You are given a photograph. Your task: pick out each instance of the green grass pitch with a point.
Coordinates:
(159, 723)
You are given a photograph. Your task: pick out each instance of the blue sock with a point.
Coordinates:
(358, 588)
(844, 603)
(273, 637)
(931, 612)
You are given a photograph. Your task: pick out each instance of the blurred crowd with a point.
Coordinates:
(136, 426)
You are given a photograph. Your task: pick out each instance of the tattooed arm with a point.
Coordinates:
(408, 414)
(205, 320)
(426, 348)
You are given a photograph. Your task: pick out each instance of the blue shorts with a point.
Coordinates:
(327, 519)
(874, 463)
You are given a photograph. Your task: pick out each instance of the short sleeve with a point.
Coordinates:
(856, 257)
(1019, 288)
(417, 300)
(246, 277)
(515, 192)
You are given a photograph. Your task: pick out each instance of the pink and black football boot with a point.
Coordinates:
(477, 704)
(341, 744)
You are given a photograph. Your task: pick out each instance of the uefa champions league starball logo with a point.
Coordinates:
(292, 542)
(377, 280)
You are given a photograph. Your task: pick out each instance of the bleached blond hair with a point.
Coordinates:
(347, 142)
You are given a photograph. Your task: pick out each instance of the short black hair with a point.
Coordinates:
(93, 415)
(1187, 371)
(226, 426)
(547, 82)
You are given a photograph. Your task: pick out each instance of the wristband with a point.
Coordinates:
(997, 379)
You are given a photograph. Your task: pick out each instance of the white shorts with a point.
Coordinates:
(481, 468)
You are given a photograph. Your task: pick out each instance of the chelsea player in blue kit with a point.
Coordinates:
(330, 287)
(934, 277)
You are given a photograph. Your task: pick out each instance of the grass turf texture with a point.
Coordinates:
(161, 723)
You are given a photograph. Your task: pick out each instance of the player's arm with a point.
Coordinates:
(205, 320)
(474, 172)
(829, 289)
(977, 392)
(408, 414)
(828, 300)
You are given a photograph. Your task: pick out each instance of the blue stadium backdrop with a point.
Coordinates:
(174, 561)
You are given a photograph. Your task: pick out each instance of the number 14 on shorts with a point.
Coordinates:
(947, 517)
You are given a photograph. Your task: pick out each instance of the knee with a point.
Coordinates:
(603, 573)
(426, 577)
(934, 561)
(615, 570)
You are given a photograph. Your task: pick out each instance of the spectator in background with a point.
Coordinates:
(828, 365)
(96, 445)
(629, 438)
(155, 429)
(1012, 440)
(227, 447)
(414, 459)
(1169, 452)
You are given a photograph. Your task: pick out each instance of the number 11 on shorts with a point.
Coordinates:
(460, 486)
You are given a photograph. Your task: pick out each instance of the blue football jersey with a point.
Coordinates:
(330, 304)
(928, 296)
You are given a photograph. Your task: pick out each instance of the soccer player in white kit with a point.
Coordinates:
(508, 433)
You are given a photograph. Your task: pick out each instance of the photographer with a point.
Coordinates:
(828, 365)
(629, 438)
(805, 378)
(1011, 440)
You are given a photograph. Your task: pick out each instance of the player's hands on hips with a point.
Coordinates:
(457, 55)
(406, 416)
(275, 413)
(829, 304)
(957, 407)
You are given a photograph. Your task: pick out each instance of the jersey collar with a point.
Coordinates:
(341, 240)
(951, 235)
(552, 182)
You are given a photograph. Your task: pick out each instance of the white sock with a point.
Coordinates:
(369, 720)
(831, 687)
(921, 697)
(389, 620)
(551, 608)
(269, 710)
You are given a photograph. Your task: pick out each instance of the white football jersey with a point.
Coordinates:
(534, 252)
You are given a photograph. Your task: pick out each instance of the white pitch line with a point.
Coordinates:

■ ■ ■ ■ ■ ■ ■

### Task prompt
Return the lines verbatim, starting at the line that contains "line with a point." and ending at the final line above, with both ends included.

### Task answer
You are given a photograph. Your task: pick out each instance of the white pitch line with a point.
Coordinates:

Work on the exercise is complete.